→ Text:

What makes this interesting is that while the question is online (on reddit, from 10 years ago) other models don't get the answer right. Gemini also shows it's work and it seems to do a few orders of magnitude more calculating then the elegant answer given on reddit.

Granted this is all way over my head, but the solution gemini comes to matches the one given on reddit (and now here in future training runs)

65×26×39=65910

>Gemini also shows it's work and it seems to do a few orders of magnitude more calculating then the elegant answer given on reddit.

I don't think Gemini does an unnecessary amount of computation, it's just more verbose. This is typical of reasoning models, almost every step is necessary but many would not be written down by a human.

Seems like we might need a section of internet that is off limits to robots.
everyone with limited bandwidth has been trying to limit site access to robots. the latest generation of AI web scrapers are brutal and do not respect robots.txt
There are websites where you can only register to in person and have two existing members vouch for you. Probably still can be gamed, but sounds like a great barrier to entry for robots (for now).
What prevents someone from getting access and then running an authenticated headless browser to scoop the data?
Admins will see unusual traffic from that account and then take action. Of course it will not be perfect as there could be a way to mimic human traffic and slowly scrape the data anyway, that's why there is element of trust (two existing members to vouch).
Yeah don’t get me wrong I believe raising the burden of extraction is an effective strategy I just think it’s been solved at scale ie voting rings and astro turfing operations on Reddit - and at the nation state level I’d just bribe or extort the mods and admins directly (or the IT person to dump the database).
It’s here and it’s called discord.
I have bad news for you if you think non paywalled / non phone# required discord communities are immune to AI scraping, especially as it costs less than hammering traditional websites as the push-on-change event is done for you in real time chat contexts.

Especially as the company archives all those chats (not sure how long) and is small enough that a billion dollar "data sharing" agreement would be a very inticing offer.

If there isn't a significant barrier to access, it's being scraped. And if that barrier is money, it's being scraped but less often.

→ Tasks for this exercise:
**1.** Translate this sentence from the discussion about Gemini and AI scraping into Spanish: "If there isn't a significant barrier to access, it's being scraped."
**2.** In the discussion about Gemini and AI scraping, what file do the latest AI web scrapers fail to respect?
**3.** Continue the discussion about Gemini and AI scraping from its last sentence.

→ Data:
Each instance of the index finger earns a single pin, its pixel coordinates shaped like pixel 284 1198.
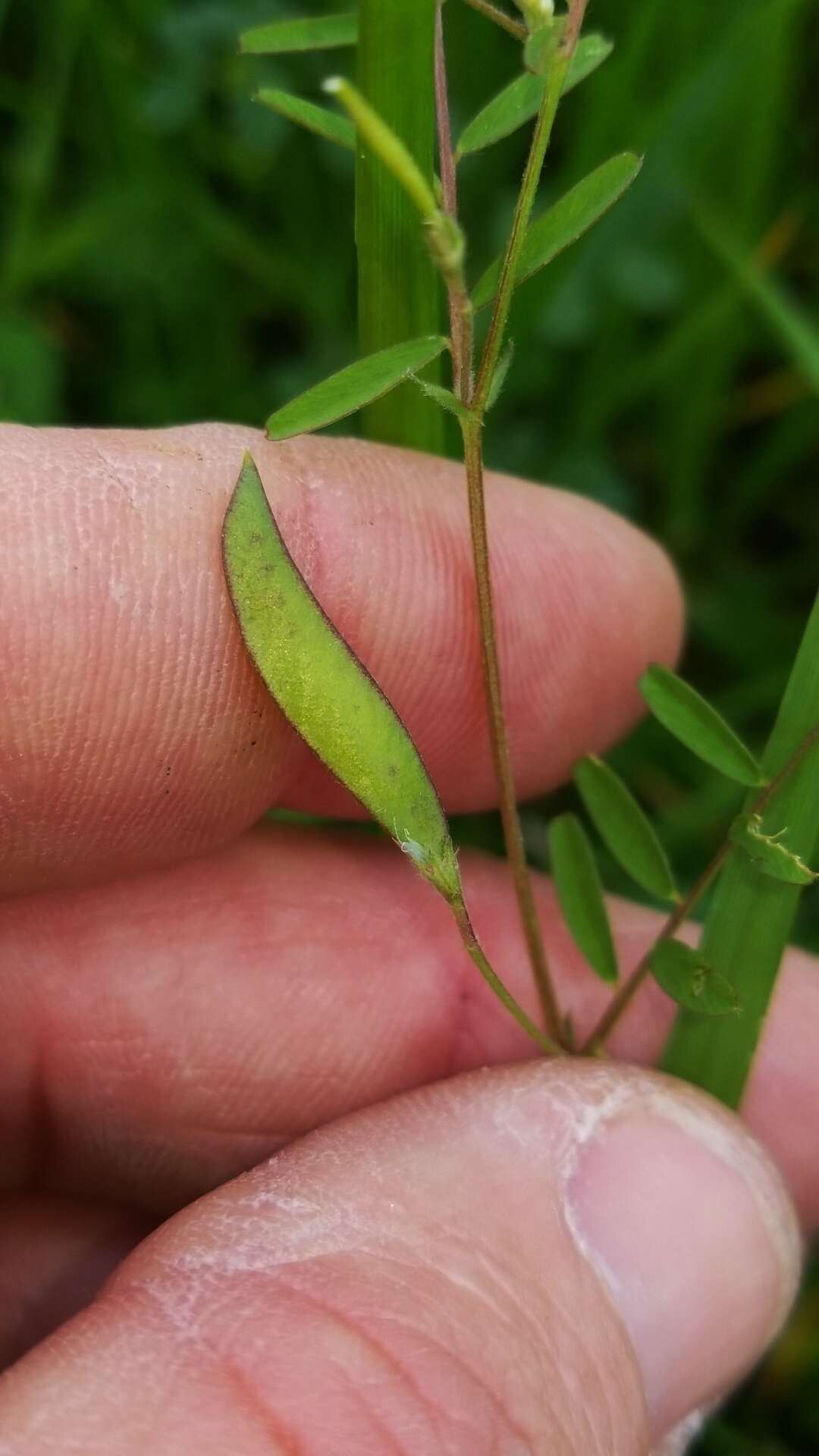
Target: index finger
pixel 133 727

...

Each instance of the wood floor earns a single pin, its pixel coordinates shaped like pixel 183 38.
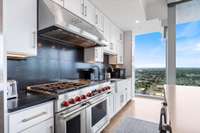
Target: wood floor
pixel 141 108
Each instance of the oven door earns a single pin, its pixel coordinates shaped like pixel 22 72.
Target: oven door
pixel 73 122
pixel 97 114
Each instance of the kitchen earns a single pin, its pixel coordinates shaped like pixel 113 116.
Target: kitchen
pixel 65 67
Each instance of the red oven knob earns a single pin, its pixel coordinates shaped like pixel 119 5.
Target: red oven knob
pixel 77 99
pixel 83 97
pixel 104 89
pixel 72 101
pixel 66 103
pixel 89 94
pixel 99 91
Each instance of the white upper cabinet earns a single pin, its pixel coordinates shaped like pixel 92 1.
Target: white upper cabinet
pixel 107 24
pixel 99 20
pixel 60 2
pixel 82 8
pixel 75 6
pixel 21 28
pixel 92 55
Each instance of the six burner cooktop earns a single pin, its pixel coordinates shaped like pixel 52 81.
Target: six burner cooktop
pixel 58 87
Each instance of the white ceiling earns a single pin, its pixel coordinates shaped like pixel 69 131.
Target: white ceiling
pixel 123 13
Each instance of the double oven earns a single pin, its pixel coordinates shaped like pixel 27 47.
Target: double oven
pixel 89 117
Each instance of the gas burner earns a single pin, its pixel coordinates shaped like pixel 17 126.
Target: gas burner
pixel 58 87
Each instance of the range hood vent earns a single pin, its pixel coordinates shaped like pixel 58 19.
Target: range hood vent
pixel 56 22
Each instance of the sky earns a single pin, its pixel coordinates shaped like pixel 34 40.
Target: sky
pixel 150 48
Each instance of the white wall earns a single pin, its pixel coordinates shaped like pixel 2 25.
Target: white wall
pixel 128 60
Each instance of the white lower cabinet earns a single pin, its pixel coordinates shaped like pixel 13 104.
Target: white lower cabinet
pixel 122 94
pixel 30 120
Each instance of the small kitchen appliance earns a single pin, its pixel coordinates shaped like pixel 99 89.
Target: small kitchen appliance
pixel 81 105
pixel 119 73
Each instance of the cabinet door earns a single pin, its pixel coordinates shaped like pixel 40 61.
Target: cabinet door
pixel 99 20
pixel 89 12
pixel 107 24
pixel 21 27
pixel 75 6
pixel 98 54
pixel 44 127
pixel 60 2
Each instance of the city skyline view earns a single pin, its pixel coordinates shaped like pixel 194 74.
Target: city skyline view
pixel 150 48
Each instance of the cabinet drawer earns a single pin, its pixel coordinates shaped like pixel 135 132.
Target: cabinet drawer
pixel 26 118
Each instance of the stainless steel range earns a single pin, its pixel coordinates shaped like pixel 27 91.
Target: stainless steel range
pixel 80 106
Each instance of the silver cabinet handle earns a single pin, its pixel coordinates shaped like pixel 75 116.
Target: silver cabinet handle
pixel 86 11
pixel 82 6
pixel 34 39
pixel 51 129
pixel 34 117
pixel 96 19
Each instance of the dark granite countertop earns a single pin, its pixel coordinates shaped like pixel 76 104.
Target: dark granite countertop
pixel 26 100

→ Numbered responses:
**1.** Si no hay una barrera de acceso significativa, lo están extrayendo.

**2.** robots.txt

**3.**
Honestly someone should scrape the algebraic topology Discord to AI it'll be a nice training set
Or we could just accept that LLMs can only output what we have put in and calling them, "AI" was a misnomer from day one.
Why would you accept a lie?
I'm not sure what you mean but I'm trying to say our current LLMs are not artificially intelligent and calling them "AI" has confused a lot of the lay public.
Why is this a great riddle? It sounds like incomplete nonsense to me:

It doesnt say anything about the skill levels of the participants, whether their answers are just guessing, or why they arent just guessing the sum of the other two people each time asked to provide more information?

It doesnt say the guy saying 65 is even correct

How could three statements of "no new information" give information to the first guy that didn't know the first time he was asked?

2 and 3 saying they don't know eliminates some uncertainties 1 had about their own number (any combination where the other two would see numbers that could tell them their own). After those possibilities were eliminated, the 1st person has narrowed it down enough to actually know based on the numbers shown above the other 2. The puzzle could instead have been done in order 2, 3, 1 and 1 would not have needed to go twice.

I guess really the only missing information is that they have the exact same information you do, plus the numbers above their friends heads.

> The puzzle could instead have been done in order 2, 3, 1 and 1 would not have needed to go twice.

If this is true, then back in the original 1->2->3->1 form, shouldn't person #3 have been able to answer it?